PROBLEM DESCRIPTION:
Express the lines below as a two-column CSV with the headers label_prompt and box_coordinates. Give one row for each line asking for boxes, with that line and the coordinate lines that follow it each in one quoted field and line breaks replaced by spaces. Leave out the pictures.
## Start
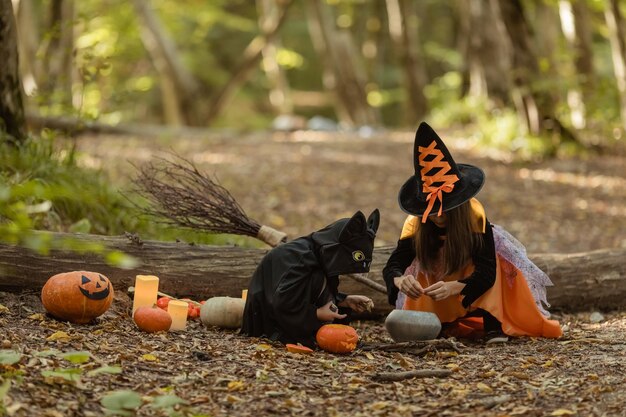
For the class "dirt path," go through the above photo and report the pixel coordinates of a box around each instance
[0,128,626,417]
[78,132,626,253]
[0,293,626,417]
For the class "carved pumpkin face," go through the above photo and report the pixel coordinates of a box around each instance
[315,324,359,353]
[79,274,111,300]
[41,271,114,324]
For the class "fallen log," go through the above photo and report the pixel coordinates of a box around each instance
[0,233,626,315]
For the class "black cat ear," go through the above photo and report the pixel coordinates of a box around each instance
[367,209,380,233]
[339,211,367,242]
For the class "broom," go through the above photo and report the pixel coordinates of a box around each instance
[133,156,387,294]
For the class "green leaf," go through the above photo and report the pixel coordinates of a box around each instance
[0,350,22,365]
[100,390,142,415]
[87,366,122,376]
[60,351,91,363]
[150,394,187,408]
## End
RESULT OF THIS EXERCISE:
label_prompt,box_coordinates
"For the class ""dirt path,"" go through the above photo and report the pixel coordinates of a box around each instance","[0,128,626,417] [78,132,626,253] [0,293,626,417]"
"For the class ""carved pumpkin face,"" go through the above photo and report the pixel coordinates of a box around each instance","[315,324,359,353] [79,274,111,300] [41,271,114,324]"
"For the class ""fallen log,"" go through the above photo and report the pixel coordinates of a box around each instance","[0,233,626,315]"
"For the class ""black cat ear,"" go through the above photo and report the pixel coordinates of a box around each instance","[367,209,380,233] [339,211,367,242]"
"For the class ""broom,"" go through the above photo and report the pixel coordinates of a box around each instance","[133,156,387,294]"
"For the class ""green leaf,"" go through the above photo and report the pixel coordinates of a box around each instance","[0,350,22,365] [100,390,142,415] [87,366,122,376] [60,351,91,363] [150,394,187,408]"